◆ **やること**: 水道インフラについての本文を、最後の文のあとから書き継いでください。

◆ **与えられた本文**:
* * * *

【千歳学ことはじめ vol.10】水道インフラ

Date:2018.12.21

【千歳学ことはじめ vol.10】水道インフラ

地震で延期していたサケのふるさと千歳水族館での“ナイトミュージアム”、「オープンサイエンス・パーク千歳〜着氷雪防止とインフラ整備〜」は、来年1月25日に開催する。インフラといえば、電気、ガス、水道、交通、通信、学校、病院など、経済活動や社会生活の基盤となる構造や仕組みである。
最近、地震による停電、水害による断水、人口減による廃線など、インフラ障害が後をたたない。そんな折、12月6日に改正水道法が成立した。自治体が事業者である水道インフラに民間委託の道を開くものである。水道の民営化による水質の悪化、料金の高騰などにより国外では失敗した事例が多いこともあり、十分な議論と理解がないままに成立した感は否めない。

奇しくも12月7日の午後、日本水道協会会議室において、各地の水道事業者から水道事業の現状、とりわけ水道管路の更新や耐震化についてお話を伺う機会を得た。水道管路の法定耐用年数は40年であり、高度経済成長期に整備された施設の更新が思うようにすすまず、現状では更新に130年以上かかるという試算がある。蛇口を捻れば水が出ることが当然だと思っている日本では、水道管の技術はすでに完成されたものだと思いがちであるが、耐震や腐食防止、水質保持、更新には技術革新が要求されているようである。

* * * *

◆ **表示される情報**:
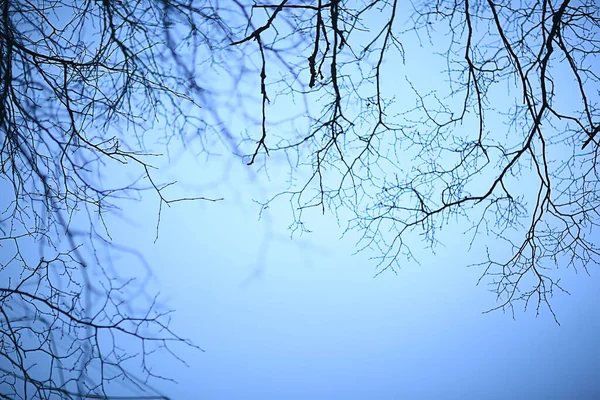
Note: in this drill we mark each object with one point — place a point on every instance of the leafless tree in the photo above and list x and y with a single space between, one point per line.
82 85
504 147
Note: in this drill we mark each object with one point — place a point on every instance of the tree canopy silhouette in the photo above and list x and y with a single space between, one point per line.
499 141
481 115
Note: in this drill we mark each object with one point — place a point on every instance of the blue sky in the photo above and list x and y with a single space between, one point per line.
284 315
303 318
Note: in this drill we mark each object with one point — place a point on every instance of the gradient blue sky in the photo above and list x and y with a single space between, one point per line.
304 319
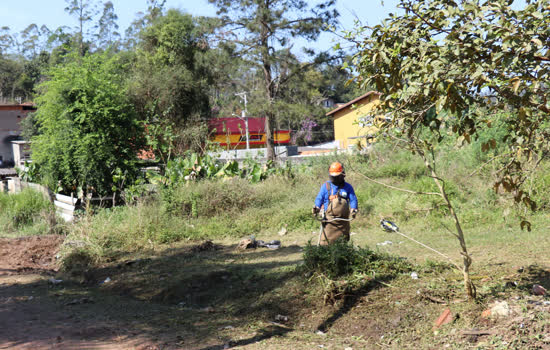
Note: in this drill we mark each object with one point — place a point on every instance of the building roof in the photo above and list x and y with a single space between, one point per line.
345 105
236 125
18 107
5 172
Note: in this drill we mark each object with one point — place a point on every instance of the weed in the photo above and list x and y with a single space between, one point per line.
28 212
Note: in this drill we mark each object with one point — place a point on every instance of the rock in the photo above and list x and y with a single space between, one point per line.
208 309
445 317
500 309
80 301
246 243
281 318
538 290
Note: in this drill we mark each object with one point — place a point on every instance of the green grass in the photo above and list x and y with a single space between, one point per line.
26 213
235 208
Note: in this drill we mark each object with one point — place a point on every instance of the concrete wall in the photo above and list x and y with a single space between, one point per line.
347 130
9 129
281 151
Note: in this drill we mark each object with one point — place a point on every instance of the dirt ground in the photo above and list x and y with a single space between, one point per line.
30 319
211 297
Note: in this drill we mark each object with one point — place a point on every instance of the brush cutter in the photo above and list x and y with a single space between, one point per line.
323 219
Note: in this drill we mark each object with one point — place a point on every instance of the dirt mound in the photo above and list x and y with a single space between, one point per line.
29 253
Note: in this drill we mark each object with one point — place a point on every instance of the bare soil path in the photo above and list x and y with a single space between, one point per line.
31 319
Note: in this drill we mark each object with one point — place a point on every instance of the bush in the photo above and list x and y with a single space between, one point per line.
341 258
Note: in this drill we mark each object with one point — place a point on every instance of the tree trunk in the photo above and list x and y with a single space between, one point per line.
270 93
466 259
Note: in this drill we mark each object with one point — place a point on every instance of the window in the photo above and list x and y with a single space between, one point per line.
251 138
366 121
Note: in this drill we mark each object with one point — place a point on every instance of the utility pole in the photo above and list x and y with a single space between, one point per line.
242 95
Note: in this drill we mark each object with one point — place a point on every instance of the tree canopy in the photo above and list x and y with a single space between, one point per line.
462 63
88 129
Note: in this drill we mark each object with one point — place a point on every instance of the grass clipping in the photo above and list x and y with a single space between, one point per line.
343 269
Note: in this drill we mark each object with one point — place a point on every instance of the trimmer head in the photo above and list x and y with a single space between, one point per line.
388 226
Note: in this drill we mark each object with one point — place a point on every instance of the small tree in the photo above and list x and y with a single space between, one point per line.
441 62
88 130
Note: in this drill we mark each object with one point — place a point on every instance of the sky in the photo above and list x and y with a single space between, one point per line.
19 14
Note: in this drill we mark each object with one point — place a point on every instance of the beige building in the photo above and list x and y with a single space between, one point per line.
354 122
10 129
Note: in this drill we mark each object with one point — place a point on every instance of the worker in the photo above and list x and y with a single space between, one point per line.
338 200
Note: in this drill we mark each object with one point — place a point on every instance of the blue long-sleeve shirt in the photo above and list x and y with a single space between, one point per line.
322 197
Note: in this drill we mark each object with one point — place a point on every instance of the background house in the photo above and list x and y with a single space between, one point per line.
11 116
354 121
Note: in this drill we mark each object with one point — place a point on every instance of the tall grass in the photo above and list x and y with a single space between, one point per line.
26 213
236 208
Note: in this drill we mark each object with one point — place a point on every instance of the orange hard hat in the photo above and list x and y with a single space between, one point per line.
336 169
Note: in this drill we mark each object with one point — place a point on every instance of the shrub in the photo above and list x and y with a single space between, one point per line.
24 209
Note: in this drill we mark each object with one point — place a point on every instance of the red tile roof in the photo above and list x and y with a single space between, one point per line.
236 125
339 108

* * * *

◆ **回答**:
水道料金は事業体によって異なっており、全国では8倍の料金価格差がある。最も安いのは愛媛県八幡浜市、最も高いのは1039位の熊本県宇城市、東京都は361位、道内では、夕張(1038位)、帯広(946位)、北広島(807位)、札幌(672位)、千歳(473位)、旭川(433位)、苫小牧(293位)、函館(162位)である。順位に一喜一憂することなく、各地の水道事業の背景にある人口減や衰退経済など、“縮小日本”における国土強靭化の課題を考えてみたいと強く思った。

千歳科学技術大学 教授 下村政嗣
出典:千歳民報コラム「ゆのみ」(2018年12月19日号)
※この記事は千歳民報社の許可のもとに転載しております。